* [Input material]:
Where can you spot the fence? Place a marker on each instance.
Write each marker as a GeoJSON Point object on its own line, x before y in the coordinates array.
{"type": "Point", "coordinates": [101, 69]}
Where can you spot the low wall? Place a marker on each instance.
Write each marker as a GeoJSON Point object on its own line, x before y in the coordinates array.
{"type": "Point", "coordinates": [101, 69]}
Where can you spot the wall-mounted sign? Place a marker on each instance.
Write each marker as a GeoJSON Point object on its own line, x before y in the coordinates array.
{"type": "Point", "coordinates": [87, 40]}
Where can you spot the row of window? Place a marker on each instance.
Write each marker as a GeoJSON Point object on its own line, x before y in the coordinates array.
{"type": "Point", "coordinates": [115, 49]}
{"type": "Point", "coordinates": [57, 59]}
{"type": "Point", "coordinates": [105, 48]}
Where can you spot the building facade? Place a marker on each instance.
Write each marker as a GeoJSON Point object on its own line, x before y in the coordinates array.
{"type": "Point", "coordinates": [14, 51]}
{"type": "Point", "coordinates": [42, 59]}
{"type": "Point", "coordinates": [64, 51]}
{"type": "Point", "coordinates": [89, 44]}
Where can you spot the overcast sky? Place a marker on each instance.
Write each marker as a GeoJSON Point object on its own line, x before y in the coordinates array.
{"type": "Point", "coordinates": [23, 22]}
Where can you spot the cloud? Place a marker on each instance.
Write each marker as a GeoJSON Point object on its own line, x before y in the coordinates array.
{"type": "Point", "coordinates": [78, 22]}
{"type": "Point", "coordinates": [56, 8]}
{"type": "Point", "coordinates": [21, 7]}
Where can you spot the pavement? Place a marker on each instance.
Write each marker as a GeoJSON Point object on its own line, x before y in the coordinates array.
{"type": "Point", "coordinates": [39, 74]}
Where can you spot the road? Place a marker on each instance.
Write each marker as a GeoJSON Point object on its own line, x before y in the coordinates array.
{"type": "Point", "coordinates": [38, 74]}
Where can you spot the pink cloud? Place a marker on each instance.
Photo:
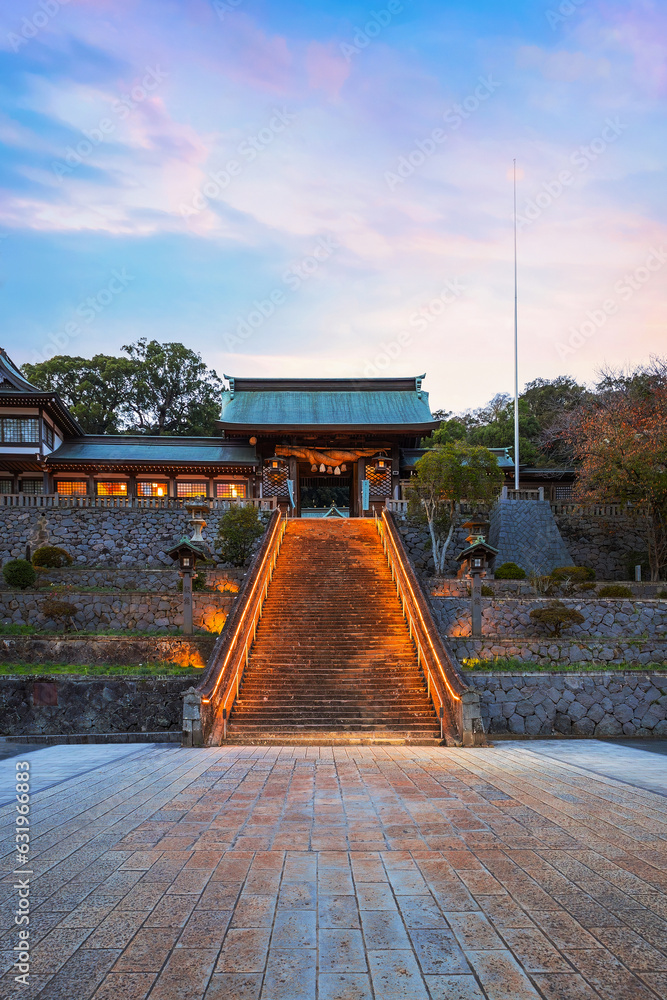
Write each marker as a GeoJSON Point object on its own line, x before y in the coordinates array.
{"type": "Point", "coordinates": [327, 70]}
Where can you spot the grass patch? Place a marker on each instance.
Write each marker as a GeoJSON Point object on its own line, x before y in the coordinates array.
{"type": "Point", "coordinates": [511, 665]}
{"type": "Point", "coordinates": [156, 669]}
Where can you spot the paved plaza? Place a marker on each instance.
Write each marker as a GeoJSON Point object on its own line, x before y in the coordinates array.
{"type": "Point", "coordinates": [343, 873]}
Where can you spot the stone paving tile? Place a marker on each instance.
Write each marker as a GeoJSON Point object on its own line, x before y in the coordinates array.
{"type": "Point", "coordinates": [394, 873]}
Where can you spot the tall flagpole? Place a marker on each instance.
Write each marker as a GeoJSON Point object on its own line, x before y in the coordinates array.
{"type": "Point", "coordinates": [516, 354]}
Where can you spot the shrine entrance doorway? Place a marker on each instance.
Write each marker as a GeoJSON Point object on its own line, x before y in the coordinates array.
{"type": "Point", "coordinates": [322, 494]}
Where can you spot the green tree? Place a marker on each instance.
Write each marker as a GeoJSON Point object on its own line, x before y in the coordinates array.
{"type": "Point", "coordinates": [238, 529]}
{"type": "Point", "coordinates": [173, 392]}
{"type": "Point", "coordinates": [446, 475]}
{"type": "Point", "coordinates": [95, 389]}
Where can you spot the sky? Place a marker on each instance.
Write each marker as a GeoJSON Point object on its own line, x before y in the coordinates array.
{"type": "Point", "coordinates": [325, 189]}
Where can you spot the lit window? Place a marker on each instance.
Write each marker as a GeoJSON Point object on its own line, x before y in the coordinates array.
{"type": "Point", "coordinates": [112, 489]}
{"type": "Point", "coordinates": [231, 491]}
{"type": "Point", "coordinates": [32, 486]}
{"type": "Point", "coordinates": [20, 430]}
{"type": "Point", "coordinates": [191, 489]}
{"type": "Point", "coordinates": [152, 489]}
{"type": "Point", "coordinates": [68, 487]}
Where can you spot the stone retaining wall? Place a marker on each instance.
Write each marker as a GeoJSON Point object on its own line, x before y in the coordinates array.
{"type": "Point", "coordinates": [604, 543]}
{"type": "Point", "coordinates": [601, 704]}
{"type": "Point", "coordinates": [550, 652]}
{"type": "Point", "coordinates": [91, 704]}
{"type": "Point", "coordinates": [157, 581]}
{"type": "Point", "coordinates": [511, 618]}
{"type": "Point", "coordinates": [137, 612]}
{"type": "Point", "coordinates": [190, 651]}
{"type": "Point", "coordinates": [99, 536]}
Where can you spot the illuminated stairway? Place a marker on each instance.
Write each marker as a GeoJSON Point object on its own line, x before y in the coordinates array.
{"type": "Point", "coordinates": [332, 655]}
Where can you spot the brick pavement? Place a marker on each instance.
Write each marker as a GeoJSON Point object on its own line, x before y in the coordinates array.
{"type": "Point", "coordinates": [344, 873]}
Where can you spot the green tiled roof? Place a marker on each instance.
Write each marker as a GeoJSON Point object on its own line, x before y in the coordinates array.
{"type": "Point", "coordinates": [326, 403]}
{"type": "Point", "coordinates": [169, 450]}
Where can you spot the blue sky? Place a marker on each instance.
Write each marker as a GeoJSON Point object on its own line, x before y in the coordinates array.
{"type": "Point", "coordinates": [325, 188]}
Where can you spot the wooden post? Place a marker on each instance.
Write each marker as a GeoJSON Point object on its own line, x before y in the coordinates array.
{"type": "Point", "coordinates": [476, 590]}
{"type": "Point", "coordinates": [187, 603]}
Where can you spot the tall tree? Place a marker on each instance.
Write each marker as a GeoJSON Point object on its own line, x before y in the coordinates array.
{"type": "Point", "coordinates": [95, 389]}
{"type": "Point", "coordinates": [174, 392]}
{"type": "Point", "coordinates": [619, 438]}
{"type": "Point", "coordinates": [446, 475]}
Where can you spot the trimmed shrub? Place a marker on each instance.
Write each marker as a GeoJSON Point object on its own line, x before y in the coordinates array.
{"type": "Point", "coordinates": [509, 571]}
{"type": "Point", "coordinates": [614, 590]}
{"type": "Point", "coordinates": [556, 617]}
{"type": "Point", "coordinates": [575, 574]}
{"type": "Point", "coordinates": [238, 530]}
{"type": "Point", "coordinates": [19, 573]}
{"type": "Point", "coordinates": [51, 557]}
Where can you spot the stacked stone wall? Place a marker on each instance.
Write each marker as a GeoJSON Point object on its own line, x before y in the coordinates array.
{"type": "Point", "coordinates": [601, 704]}
{"type": "Point", "coordinates": [100, 536]}
{"type": "Point", "coordinates": [510, 618]}
{"type": "Point", "coordinates": [143, 612]}
{"type": "Point", "coordinates": [605, 543]}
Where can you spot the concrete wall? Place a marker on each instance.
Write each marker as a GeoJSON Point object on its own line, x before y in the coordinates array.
{"type": "Point", "coordinates": [91, 705]}
{"type": "Point", "coordinates": [142, 612]}
{"type": "Point", "coordinates": [604, 704]}
{"type": "Point", "coordinates": [510, 618]}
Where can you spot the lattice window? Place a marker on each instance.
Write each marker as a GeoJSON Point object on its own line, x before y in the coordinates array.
{"type": "Point", "coordinates": [33, 486]}
{"type": "Point", "coordinates": [112, 488]}
{"type": "Point", "coordinates": [231, 491]}
{"type": "Point", "coordinates": [274, 483]}
{"type": "Point", "coordinates": [152, 489]}
{"type": "Point", "coordinates": [191, 489]}
{"type": "Point", "coordinates": [69, 487]}
{"type": "Point", "coordinates": [380, 482]}
{"type": "Point", "coordinates": [20, 430]}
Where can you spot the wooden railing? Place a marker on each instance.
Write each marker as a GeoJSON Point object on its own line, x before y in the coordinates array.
{"type": "Point", "coordinates": [128, 503]}
{"type": "Point", "coordinates": [207, 708]}
{"type": "Point", "coordinates": [446, 688]}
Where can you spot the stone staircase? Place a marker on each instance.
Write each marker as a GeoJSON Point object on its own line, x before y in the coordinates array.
{"type": "Point", "coordinates": [333, 660]}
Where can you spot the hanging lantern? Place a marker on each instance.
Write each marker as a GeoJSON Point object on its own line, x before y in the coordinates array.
{"type": "Point", "coordinates": [276, 464]}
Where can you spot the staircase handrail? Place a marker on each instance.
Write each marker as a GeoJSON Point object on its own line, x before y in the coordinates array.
{"type": "Point", "coordinates": [219, 688]}
{"type": "Point", "coordinates": [446, 687]}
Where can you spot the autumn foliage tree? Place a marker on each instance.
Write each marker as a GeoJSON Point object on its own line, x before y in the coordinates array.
{"type": "Point", "coordinates": [446, 475]}
{"type": "Point", "coordinates": [619, 438]}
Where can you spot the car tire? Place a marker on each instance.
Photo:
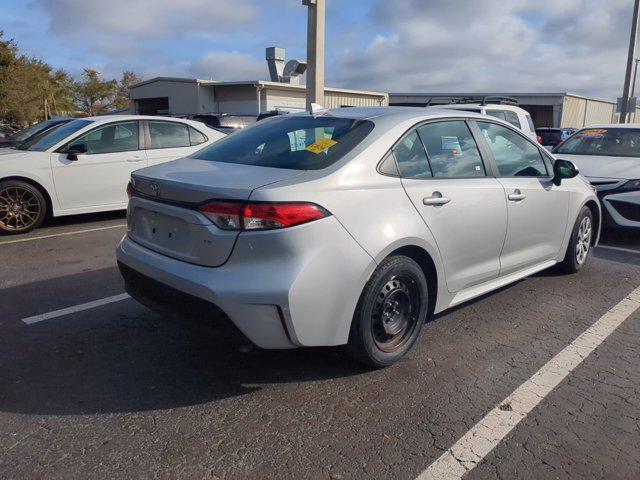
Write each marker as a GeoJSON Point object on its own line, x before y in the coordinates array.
{"type": "Point", "coordinates": [579, 247]}
{"type": "Point", "coordinates": [391, 311]}
{"type": "Point", "coordinates": [22, 207]}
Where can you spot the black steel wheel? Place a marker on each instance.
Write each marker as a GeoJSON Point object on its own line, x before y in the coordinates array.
{"type": "Point", "coordinates": [22, 207]}
{"type": "Point", "coordinates": [391, 311]}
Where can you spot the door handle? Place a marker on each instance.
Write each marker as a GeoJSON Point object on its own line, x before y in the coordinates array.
{"type": "Point", "coordinates": [516, 196]}
{"type": "Point", "coordinates": [435, 200]}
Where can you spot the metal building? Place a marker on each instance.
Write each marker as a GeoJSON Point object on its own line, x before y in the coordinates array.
{"type": "Point", "coordinates": [547, 109]}
{"type": "Point", "coordinates": [191, 96]}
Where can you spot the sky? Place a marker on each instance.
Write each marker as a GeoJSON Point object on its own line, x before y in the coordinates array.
{"type": "Point", "coordinates": [578, 46]}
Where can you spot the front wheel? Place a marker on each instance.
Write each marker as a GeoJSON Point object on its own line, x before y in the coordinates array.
{"type": "Point", "coordinates": [579, 244]}
{"type": "Point", "coordinates": [390, 313]}
{"type": "Point", "coordinates": [22, 207]}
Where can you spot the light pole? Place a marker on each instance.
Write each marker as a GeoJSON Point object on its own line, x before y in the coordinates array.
{"type": "Point", "coordinates": [633, 87]}
{"type": "Point", "coordinates": [315, 51]}
{"type": "Point", "coordinates": [630, 58]}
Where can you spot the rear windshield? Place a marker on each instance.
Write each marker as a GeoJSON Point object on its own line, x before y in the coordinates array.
{"type": "Point", "coordinates": [614, 142]}
{"type": "Point", "coordinates": [293, 142]}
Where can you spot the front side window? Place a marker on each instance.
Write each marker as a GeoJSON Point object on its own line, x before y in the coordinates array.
{"type": "Point", "coordinates": [514, 155]}
{"type": "Point", "coordinates": [451, 149]}
{"type": "Point", "coordinates": [168, 134]}
{"type": "Point", "coordinates": [111, 138]}
{"type": "Point", "coordinates": [48, 139]}
{"type": "Point", "coordinates": [300, 142]}
{"type": "Point", "coordinates": [411, 157]}
{"type": "Point", "coordinates": [615, 142]}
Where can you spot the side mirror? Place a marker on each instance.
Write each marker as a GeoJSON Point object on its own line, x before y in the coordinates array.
{"type": "Point", "coordinates": [564, 169]}
{"type": "Point", "coordinates": [74, 150]}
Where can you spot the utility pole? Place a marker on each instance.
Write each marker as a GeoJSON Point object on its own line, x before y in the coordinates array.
{"type": "Point", "coordinates": [633, 86]}
{"type": "Point", "coordinates": [315, 51]}
{"type": "Point", "coordinates": [630, 58]}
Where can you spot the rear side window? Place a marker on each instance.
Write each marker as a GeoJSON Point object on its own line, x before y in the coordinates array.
{"type": "Point", "coordinates": [451, 150]}
{"type": "Point", "coordinates": [196, 137]}
{"type": "Point", "coordinates": [530, 122]}
{"type": "Point", "coordinates": [514, 155]}
{"type": "Point", "coordinates": [111, 138]}
{"type": "Point", "coordinates": [300, 142]}
{"type": "Point", "coordinates": [168, 134]}
{"type": "Point", "coordinates": [411, 157]}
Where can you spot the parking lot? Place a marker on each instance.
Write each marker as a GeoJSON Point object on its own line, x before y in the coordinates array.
{"type": "Point", "coordinates": [115, 391]}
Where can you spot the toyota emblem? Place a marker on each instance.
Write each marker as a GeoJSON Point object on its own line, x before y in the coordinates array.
{"type": "Point", "coordinates": [155, 188]}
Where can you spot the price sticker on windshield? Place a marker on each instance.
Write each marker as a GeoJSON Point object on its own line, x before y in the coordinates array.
{"type": "Point", "coordinates": [321, 145]}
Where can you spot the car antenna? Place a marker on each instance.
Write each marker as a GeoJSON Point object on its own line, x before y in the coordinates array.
{"type": "Point", "coordinates": [317, 109]}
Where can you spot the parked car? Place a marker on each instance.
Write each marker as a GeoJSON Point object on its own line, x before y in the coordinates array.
{"type": "Point", "coordinates": [84, 165]}
{"type": "Point", "coordinates": [498, 107]}
{"type": "Point", "coordinates": [340, 227]}
{"type": "Point", "coordinates": [6, 131]}
{"type": "Point", "coordinates": [552, 137]}
{"type": "Point", "coordinates": [609, 156]}
{"type": "Point", "coordinates": [30, 132]}
{"type": "Point", "coordinates": [224, 122]}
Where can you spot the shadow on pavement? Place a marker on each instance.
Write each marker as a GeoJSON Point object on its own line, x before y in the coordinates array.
{"type": "Point", "coordinates": [123, 358]}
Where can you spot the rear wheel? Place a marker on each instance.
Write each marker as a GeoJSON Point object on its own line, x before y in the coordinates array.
{"type": "Point", "coordinates": [390, 313]}
{"type": "Point", "coordinates": [22, 207]}
{"type": "Point", "coordinates": [579, 244]}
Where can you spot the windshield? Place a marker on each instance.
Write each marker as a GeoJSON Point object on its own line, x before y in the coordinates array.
{"type": "Point", "coordinates": [550, 137]}
{"type": "Point", "coordinates": [614, 142]}
{"type": "Point", "coordinates": [48, 139]}
{"type": "Point", "coordinates": [298, 142]}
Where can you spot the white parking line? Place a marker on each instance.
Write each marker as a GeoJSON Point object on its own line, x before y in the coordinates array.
{"type": "Point", "coordinates": [74, 309]}
{"type": "Point", "coordinates": [496, 425]}
{"type": "Point", "coordinates": [64, 234]}
{"type": "Point", "coordinates": [620, 249]}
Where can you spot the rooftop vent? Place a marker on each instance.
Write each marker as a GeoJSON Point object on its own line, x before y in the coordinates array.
{"type": "Point", "coordinates": [281, 72]}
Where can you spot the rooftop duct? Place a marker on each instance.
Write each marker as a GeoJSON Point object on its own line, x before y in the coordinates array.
{"type": "Point", "coordinates": [281, 72]}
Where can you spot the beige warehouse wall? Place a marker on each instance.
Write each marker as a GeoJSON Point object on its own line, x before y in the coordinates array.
{"type": "Point", "coordinates": [579, 112]}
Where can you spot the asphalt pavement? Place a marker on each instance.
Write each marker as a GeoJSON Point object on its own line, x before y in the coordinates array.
{"type": "Point", "coordinates": [115, 391]}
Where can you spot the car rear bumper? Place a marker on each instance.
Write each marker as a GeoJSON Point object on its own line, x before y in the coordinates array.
{"type": "Point", "coordinates": [281, 289]}
{"type": "Point", "coordinates": [622, 209]}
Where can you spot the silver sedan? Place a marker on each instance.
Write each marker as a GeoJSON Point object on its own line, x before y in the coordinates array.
{"type": "Point", "coordinates": [352, 226]}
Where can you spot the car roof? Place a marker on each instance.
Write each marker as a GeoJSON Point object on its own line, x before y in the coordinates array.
{"type": "Point", "coordinates": [397, 113]}
{"type": "Point", "coordinates": [487, 106]}
{"type": "Point", "coordinates": [110, 118]}
{"type": "Point", "coordinates": [613, 125]}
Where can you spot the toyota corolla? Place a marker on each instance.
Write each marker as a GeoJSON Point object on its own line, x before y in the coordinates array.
{"type": "Point", "coordinates": [352, 226]}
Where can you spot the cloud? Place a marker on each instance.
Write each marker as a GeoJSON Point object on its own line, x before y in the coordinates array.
{"type": "Point", "coordinates": [125, 27]}
{"type": "Point", "coordinates": [492, 45]}
{"type": "Point", "coordinates": [229, 66]}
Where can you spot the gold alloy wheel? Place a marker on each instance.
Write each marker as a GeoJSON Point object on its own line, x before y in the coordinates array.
{"type": "Point", "coordinates": [20, 209]}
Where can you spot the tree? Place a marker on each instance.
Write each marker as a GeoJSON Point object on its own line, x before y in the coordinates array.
{"type": "Point", "coordinates": [29, 88]}
{"type": "Point", "coordinates": [123, 99]}
{"type": "Point", "coordinates": [92, 94]}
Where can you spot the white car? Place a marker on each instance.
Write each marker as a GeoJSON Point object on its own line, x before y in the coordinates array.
{"type": "Point", "coordinates": [609, 156]}
{"type": "Point", "coordinates": [516, 116]}
{"type": "Point", "coordinates": [83, 166]}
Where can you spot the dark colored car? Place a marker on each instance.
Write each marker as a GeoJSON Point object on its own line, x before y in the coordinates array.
{"type": "Point", "coordinates": [28, 133]}
{"type": "Point", "coordinates": [552, 137]}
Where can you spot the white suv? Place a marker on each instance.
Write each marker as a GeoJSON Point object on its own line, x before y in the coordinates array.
{"type": "Point", "coordinates": [512, 114]}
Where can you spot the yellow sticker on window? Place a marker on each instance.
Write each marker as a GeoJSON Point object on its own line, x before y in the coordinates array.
{"type": "Point", "coordinates": [321, 145]}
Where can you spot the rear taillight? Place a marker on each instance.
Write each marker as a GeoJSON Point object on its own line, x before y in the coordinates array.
{"type": "Point", "coordinates": [261, 215]}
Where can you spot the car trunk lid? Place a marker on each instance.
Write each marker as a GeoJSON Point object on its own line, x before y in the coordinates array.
{"type": "Point", "coordinates": [163, 213]}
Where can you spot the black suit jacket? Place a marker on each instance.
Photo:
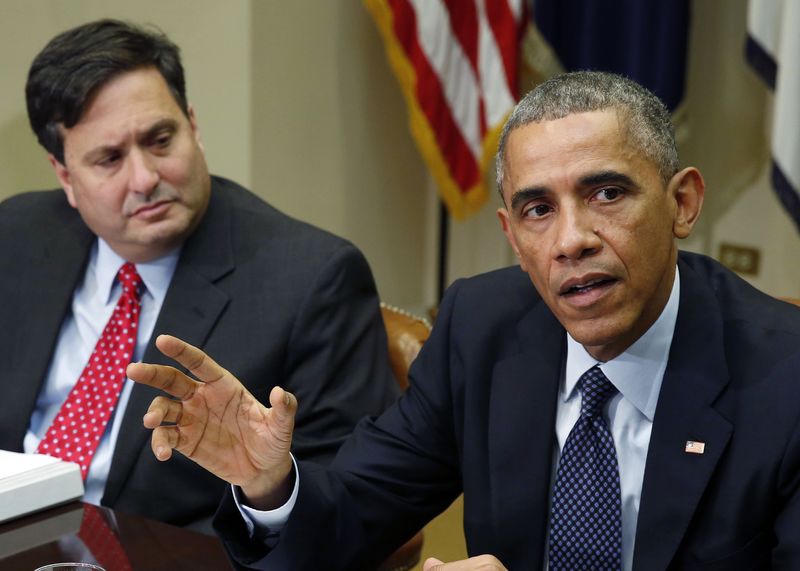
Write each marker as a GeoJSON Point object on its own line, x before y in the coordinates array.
{"type": "Point", "coordinates": [480, 417]}
{"type": "Point", "coordinates": [274, 300]}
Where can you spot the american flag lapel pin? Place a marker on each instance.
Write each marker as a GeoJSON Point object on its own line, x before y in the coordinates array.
{"type": "Point", "coordinates": [694, 447]}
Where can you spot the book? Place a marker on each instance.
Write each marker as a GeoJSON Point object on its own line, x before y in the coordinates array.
{"type": "Point", "coordinates": [33, 482]}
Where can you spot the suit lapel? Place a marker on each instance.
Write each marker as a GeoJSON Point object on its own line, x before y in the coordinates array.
{"type": "Point", "coordinates": [191, 308]}
{"type": "Point", "coordinates": [57, 265]}
{"type": "Point", "coordinates": [674, 480]}
{"type": "Point", "coordinates": [521, 435]}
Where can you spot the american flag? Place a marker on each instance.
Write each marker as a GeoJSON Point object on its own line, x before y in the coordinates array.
{"type": "Point", "coordinates": [773, 44]}
{"type": "Point", "coordinates": [456, 61]}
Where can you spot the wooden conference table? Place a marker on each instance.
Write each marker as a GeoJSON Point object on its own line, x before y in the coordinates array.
{"type": "Point", "coordinates": [53, 536]}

* [Requirement]: Where a line of the data holds the word "green", copy that line.

* [Written answer]:
Where can you spot the green tree? Place a marker on each instance.
Where can you spot the green tiled roof? Place a marker on each instance.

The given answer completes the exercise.